◆ What is being asked:
Every record has to be written out exactly, with no line missing.

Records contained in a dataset
______________________________

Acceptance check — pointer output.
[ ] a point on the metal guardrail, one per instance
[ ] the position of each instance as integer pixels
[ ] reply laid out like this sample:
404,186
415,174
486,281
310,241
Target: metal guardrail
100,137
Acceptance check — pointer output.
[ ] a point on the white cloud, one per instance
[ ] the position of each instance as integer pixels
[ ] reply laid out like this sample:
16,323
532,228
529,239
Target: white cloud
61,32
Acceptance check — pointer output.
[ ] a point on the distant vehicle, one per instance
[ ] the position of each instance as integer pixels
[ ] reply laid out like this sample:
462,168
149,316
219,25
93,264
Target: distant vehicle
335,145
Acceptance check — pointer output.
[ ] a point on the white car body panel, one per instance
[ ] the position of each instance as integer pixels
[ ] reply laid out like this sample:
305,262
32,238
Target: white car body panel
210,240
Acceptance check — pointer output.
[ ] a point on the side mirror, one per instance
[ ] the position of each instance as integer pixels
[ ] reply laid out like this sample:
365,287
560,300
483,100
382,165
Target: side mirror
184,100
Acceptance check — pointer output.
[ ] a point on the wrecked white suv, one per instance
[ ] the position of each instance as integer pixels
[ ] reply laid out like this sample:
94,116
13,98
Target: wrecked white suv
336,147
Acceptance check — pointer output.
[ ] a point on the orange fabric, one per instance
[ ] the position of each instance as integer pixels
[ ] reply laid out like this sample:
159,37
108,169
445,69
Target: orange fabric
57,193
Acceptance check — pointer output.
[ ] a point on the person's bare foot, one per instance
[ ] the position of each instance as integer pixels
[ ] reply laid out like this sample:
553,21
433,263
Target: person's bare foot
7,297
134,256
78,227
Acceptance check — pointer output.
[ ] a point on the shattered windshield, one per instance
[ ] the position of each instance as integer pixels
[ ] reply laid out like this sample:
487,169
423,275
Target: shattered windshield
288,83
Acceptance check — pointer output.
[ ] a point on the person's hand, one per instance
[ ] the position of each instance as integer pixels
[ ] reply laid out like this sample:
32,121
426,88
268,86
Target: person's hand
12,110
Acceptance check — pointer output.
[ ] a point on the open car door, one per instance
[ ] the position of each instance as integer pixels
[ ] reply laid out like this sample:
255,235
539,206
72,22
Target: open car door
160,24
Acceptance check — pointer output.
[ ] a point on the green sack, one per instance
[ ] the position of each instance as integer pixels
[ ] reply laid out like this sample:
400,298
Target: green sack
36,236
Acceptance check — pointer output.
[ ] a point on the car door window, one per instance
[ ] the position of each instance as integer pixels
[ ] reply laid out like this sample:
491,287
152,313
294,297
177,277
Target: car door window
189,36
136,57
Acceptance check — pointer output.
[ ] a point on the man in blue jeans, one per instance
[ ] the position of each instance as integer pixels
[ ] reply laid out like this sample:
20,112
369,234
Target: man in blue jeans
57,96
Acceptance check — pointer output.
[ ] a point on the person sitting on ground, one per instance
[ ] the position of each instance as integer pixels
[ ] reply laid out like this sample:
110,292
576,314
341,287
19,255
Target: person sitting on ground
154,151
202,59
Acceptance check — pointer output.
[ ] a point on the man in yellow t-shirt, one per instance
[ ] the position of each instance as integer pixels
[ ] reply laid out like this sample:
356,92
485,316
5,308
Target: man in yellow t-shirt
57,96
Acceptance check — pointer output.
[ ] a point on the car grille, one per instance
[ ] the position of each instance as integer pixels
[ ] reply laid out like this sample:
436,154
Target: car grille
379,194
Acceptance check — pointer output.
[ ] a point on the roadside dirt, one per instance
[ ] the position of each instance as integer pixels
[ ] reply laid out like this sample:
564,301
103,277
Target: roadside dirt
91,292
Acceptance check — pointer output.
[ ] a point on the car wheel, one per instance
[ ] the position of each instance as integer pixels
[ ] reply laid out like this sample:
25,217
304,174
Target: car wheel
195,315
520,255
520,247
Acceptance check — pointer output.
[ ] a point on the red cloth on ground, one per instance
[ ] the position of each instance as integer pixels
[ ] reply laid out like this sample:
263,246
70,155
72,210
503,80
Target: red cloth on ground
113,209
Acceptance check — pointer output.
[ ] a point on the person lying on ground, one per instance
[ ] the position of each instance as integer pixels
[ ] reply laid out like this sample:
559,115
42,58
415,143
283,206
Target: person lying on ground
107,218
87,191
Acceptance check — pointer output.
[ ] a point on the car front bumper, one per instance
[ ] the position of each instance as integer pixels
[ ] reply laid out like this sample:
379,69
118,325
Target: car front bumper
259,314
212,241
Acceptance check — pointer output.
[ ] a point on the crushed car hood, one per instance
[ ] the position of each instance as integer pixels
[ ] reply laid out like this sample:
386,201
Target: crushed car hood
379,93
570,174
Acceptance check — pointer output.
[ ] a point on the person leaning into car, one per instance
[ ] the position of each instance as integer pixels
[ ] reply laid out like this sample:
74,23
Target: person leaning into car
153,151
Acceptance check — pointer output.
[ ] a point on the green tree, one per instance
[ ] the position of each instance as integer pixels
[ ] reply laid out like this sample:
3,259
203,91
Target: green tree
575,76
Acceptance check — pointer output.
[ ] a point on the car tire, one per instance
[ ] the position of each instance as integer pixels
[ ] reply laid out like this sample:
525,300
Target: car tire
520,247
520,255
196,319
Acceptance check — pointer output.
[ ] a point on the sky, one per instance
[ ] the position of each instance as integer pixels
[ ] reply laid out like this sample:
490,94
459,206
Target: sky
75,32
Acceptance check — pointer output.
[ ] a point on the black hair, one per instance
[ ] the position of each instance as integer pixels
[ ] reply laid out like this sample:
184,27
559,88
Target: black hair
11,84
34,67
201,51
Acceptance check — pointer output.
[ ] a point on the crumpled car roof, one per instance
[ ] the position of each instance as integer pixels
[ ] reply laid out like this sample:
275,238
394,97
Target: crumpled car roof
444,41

______________________________

◆ Output of the exercise:
Acceptance check — pointer output.
[ ] a point on the metal guardrail, one per instance
[ ] the position of each instance as integer pixels
[ ] reply laid out like this sample:
404,186
415,174
486,281
310,241
Target: metal guardrail
100,137
Acceptance check — pointer output.
[ ] a point on the white cloud, one per instance
[ ] the position of each instance as integer pixels
[ ] reply laid out like this sample:
16,323
532,228
529,239
Target: white cloud
61,32
Acceptance check — pointer output.
[ ] a point on the distant vehicle, one per instance
[ ] the position of each instance as integer pixels
[ ] reply laid out like this sample:
462,168
149,316
219,25
93,264
Target: distant vehicle
335,145
Acceptance check — pointer output.
[ ] a point on the white car body panel, one per instance
[ ] the position of each instance as integer pixels
[ ] reply laid out like this sample:
305,262
32,238
Target: white car body panel
210,240
Acceptance check — pointer output.
[ ] a point on the side mirror, one per instance
[ ] the position of each instance as integer pixels
[ ] reply laid out like this sample:
365,287
560,300
483,100
382,165
Target: side mirror
184,100
Acceptance check — pointer output.
[ ] a point on the wrecked white suv, one per instance
[ ] the position of each instance as integer pixels
[ ] reply laid out like this sample:
94,116
13,98
Target: wrecked white suv
336,147
Acceptance check — pointer output.
[ ] a point on the orange fabric, one per instance
[ ] the position of each instance as integer pixels
[ ] reply laid out like this sample:
159,37
108,169
445,69
Target: orange fabric
57,193
Acceptance check — pointer output.
[ ] a point on the person's bare foot, one per instance
[ ] the position of each instance as integer pixels
[ ] reply laid out like this sample:
553,21
433,263
Target: person's bare foot
7,297
134,256
78,227
Acceptance check — pointer output.
[ ] a point on the shattered windshield, one per instance
[ ] the position of each instance as integer pixels
[ ] reply laid out like this sample:
487,169
423,275
Target: shattered windshield
288,83
Acceptance check — pointer output.
[ ] a point on the person's hand, one per instance
[ ] the position of each instance as integer pixels
[ ] reply laid out like this sample:
32,121
426,88
268,86
Target: person's hand
12,110
Acceptance check — pointer output.
[ ] a point on the open car door, one per instance
[ ] the position of each instance as integer pixels
[ ] reply laid out like this sample:
255,235
539,206
72,22
Target: open car door
160,24
Acceptance check — pointer output.
[ ] a point on the green sack, one per instance
[ ] the position of each instance as integer pixels
[ ] reply laid out like this sample:
400,298
Target: green sack
36,236
Acceptance check — pointer output.
[ ] a point on the car door window, one per instance
[ ] the position of each instance as integer pixels
[ ] reply laid out like this sample:
491,287
152,313
294,297
177,277
Target: car door window
189,36
136,57
Acceptance check — pointer output.
[ ] a point on the man in blue jeans, one per instance
[ ] the position of each instance as integer pixels
[ ] reply laid out like this sample:
20,112
369,234
Target: man in blue jeans
57,96
Acceptance check — pointer output.
[ ] a point on the person sitting on ground, one per instance
[ ] the position of each instance as integer pixels
[ ] reply laid out like this sample:
110,292
576,314
341,287
19,255
Target: person sitting on ground
154,151
202,59
Acceptance check — pointer output.
[ ] a point on the man in yellow t-shirt, one per instance
[ ] the position of each instance as integer pixels
[ ] reply laid out like this sample:
356,92
485,316
5,308
Target: man in yellow t-shirt
57,96
Acceptance check — pointer output.
[ ] a point on the car grille, one per instance
[ ] the position of each instance as integer pixels
[ ] reply laid out like this sample:
436,154
Target: car grille
379,194
Acceptance check — pointer output.
[ ] a point on the roadside dirt, one per instance
[ ] the position of each instance as integer pixels
[ ] reply laid out like this sample:
564,301
103,277
Target: roadside dirt
91,292
Acceptance check — pointer output.
[ ] a point on the car wheel, one per instance
[ ] the position of each instance as integer pixels
[ ] reply laid out like this sample:
25,217
304,174
Target: car wheel
195,315
520,255
520,247
Acceptance check — pointer output.
[ ] a point on the red cloth on ground, one per instance
[ ] the position of each instance as integer pixels
[ ] reply laid out like this sample:
263,246
70,155
72,210
503,80
Target: red cloth on ground
113,209
Acceptance check — pointer output.
[ ] a point on the person lying on ground, one per instance
[ ] the position of each instance as integer pixels
[ ] reply laid out like this sample:
559,115
42,58
415,143
283,206
Target: person lying on ground
107,218
87,191
Acceptance check — pointer output.
[ ] a point on the car front bumper, one per instance
[ ] the position of each instance as integer pixels
[ ] reply laid out like this sample:
379,69
118,325
Target: car front bumper
259,314
212,241
Acceptance check — pointer output.
[ ] a point on the crushed car hood, one per instance
[ ] the position of each instance as integer pixels
[ ] reply laid out like this sample:
386,201
Target: crushed car hood
379,93
570,174
Acceptance check — pointer output.
[ ] a point on the person leaning into car, one per instance
[ ] the position of each instance as integer pixels
[ ] reply laid out like this sample:
74,23
Target: person leaning into car
153,151
Acceptance check — pointer output.
[ ] a point on the green tree, one per instance
[ ] the position of each instance as integer pixels
[ ] reply laid out like this sample:
3,259
203,91
Target: green tree
575,76
Acceptance check — pointer output.
[ ] a point on the car tire, one per instance
[ ] the position of each instance as integer pixels
[ ] reply laid out like this sample:
525,300
Target: car tire
520,247
520,255
196,319
Acceptance check — pointer output.
[ ] a point on the sky, one per instance
[ ] the position of each instance as integer pixels
[ ] reply laid out like this sample:
490,94
459,206
Target: sky
75,32
Acceptance check — pointer output.
[ ] a point on the black hair, one per instance
[ ] the position of each instance as integer pixels
[ ] reply laid out like this sample:
184,27
559,88
Target: black hair
11,84
34,67
201,51
Acceptance check — pointer output.
[ ] a point on the crumpled car roof, one per instance
[ ] the position of each instance as integer pixels
[ ] reply laid out like this sample:
275,238
394,97
Target: crumpled car roof
444,41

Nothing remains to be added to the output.